[Passage for review]
+ + + + + + +

Title Job Zone Five: Extensive Preparation Needed
Overall Experience Extensive skill, knowledge, and experience are needed for these occupations. Many require more than five years of experience. For example, surgeons must complete four years of college and an additional five to seven years of specialized medical training to be able to do their job.
Job Training Employees may need some on-the-job training, but most of these occupations assume that the person will already have the required skills, knowledge, work-related experience, and/or training.
Job Zone Examples These occupations often involve coordinating, training, supervising, or managing the activities of others to accomplish goals. Very advanced communication and organizational skills are required. Examples include librarians, lawyers, aerospace engineers, wildlife biologists, school psychologists, surgeons, treasurers, and controllers.
Education Most of these occupations require graduate school. For example, they may require a master's degree, and some require a Ph.D., M.D., or J.D. (law degree).

Interests

Investigative - Investigative occupations frequently involve working with ideas, and require an extensive amount of thinking. These occupations can involve searching for facts and figuring out problems mentally.
Social - Social occupations frequently involve working with, communicating with, and teaching people. These occupations often involve helping or providing service to others.
Artistic - Artistic occupations frequently involve working with forms, designs and patterns. They often require self-expression and the work can be done without following a clear set of rules.

+ + + + + + +

[Task to carry out]
In the Job Zone Five description, how much specialized medical training must surgeons complete after four years of college?

+ + + + + + +

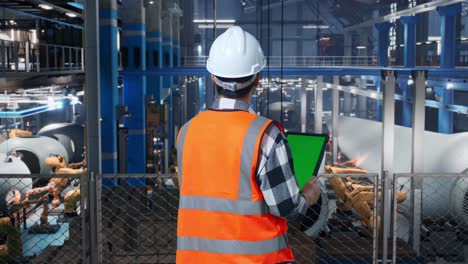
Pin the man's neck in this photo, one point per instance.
(244, 99)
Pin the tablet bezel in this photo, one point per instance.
(322, 151)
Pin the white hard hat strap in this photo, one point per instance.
(234, 86)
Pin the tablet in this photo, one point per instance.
(307, 153)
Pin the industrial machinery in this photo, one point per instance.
(358, 195)
(443, 199)
(23, 153)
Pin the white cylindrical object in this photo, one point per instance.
(12, 165)
(35, 150)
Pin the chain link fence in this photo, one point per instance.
(136, 216)
(40, 219)
(433, 221)
(139, 220)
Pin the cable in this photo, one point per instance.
(268, 62)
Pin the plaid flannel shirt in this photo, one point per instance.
(275, 174)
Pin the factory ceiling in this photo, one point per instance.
(59, 10)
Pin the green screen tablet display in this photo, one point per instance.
(307, 153)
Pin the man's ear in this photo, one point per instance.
(257, 80)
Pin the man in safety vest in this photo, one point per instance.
(236, 180)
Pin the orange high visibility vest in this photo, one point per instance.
(223, 217)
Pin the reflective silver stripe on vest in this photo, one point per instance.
(231, 246)
(179, 147)
(248, 148)
(223, 205)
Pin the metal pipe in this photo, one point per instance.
(26, 54)
(93, 126)
(318, 105)
(303, 105)
(417, 156)
(388, 140)
(335, 114)
(375, 214)
(395, 222)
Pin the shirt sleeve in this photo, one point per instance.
(275, 176)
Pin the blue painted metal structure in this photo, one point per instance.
(448, 15)
(42, 18)
(407, 112)
(410, 40)
(383, 43)
(168, 64)
(155, 61)
(30, 111)
(109, 90)
(134, 91)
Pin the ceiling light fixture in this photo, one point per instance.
(315, 26)
(217, 26)
(46, 7)
(212, 21)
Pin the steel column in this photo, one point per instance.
(335, 115)
(388, 143)
(318, 105)
(93, 126)
(448, 15)
(383, 43)
(417, 156)
(362, 100)
(348, 44)
(134, 87)
(410, 40)
(446, 96)
(154, 48)
(168, 62)
(109, 86)
(407, 106)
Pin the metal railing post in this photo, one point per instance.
(2, 54)
(15, 53)
(69, 58)
(26, 55)
(376, 222)
(385, 212)
(82, 59)
(55, 58)
(395, 218)
(38, 57)
(47, 58)
(63, 59)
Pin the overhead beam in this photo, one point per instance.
(426, 7)
(41, 17)
(57, 8)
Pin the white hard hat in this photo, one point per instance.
(235, 54)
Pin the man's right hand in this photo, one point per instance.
(311, 191)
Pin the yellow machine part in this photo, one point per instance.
(12, 249)
(356, 195)
(70, 200)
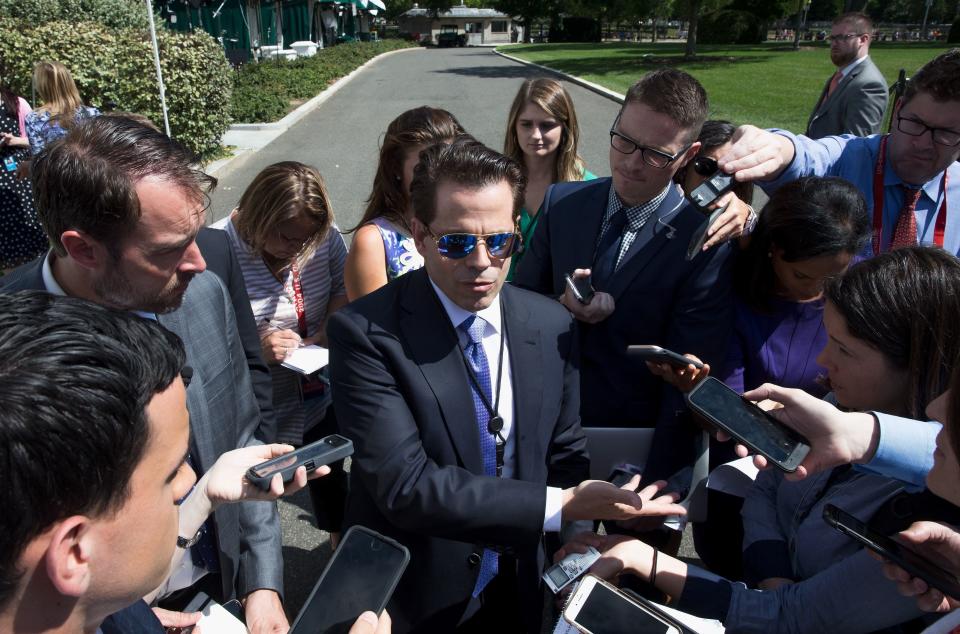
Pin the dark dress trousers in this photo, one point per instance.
(660, 298)
(402, 395)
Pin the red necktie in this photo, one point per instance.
(905, 233)
(834, 81)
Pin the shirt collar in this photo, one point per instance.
(490, 314)
(638, 214)
(849, 67)
(53, 287)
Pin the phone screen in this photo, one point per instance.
(360, 577)
(747, 422)
(607, 612)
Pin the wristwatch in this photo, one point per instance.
(184, 543)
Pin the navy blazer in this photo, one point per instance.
(402, 395)
(661, 299)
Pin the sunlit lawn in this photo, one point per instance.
(767, 85)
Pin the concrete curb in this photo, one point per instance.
(589, 85)
(247, 138)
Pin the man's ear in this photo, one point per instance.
(691, 152)
(420, 233)
(84, 250)
(68, 556)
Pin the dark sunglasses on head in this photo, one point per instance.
(705, 166)
(459, 245)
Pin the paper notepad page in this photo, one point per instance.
(307, 360)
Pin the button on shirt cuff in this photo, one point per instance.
(553, 510)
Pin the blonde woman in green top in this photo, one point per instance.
(542, 135)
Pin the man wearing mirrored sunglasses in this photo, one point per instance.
(854, 99)
(630, 234)
(461, 396)
(909, 178)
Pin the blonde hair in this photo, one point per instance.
(551, 97)
(55, 87)
(283, 191)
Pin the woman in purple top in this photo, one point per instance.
(809, 230)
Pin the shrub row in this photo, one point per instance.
(115, 67)
(265, 91)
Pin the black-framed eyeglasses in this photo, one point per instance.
(457, 246)
(843, 37)
(914, 127)
(654, 158)
(705, 166)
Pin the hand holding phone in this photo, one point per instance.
(749, 424)
(898, 552)
(317, 454)
(596, 607)
(581, 288)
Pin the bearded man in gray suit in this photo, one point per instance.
(122, 205)
(854, 99)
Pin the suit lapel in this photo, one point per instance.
(434, 349)
(201, 442)
(647, 244)
(523, 339)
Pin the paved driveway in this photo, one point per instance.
(342, 138)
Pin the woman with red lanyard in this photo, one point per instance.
(292, 258)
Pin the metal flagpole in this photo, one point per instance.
(156, 61)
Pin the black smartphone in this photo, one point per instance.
(712, 188)
(362, 575)
(897, 552)
(596, 607)
(657, 354)
(316, 454)
(581, 288)
(748, 423)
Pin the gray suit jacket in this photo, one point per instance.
(856, 107)
(223, 416)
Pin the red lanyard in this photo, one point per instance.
(941, 224)
(298, 300)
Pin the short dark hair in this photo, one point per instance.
(905, 304)
(939, 78)
(673, 93)
(860, 21)
(806, 218)
(87, 180)
(465, 162)
(75, 378)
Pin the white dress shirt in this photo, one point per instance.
(491, 346)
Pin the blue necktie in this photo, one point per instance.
(473, 327)
(608, 251)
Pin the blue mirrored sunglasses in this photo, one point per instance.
(459, 245)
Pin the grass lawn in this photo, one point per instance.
(768, 85)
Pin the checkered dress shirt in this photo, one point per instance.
(637, 216)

+ + + + + + +

[Answer box]
Five to seven years.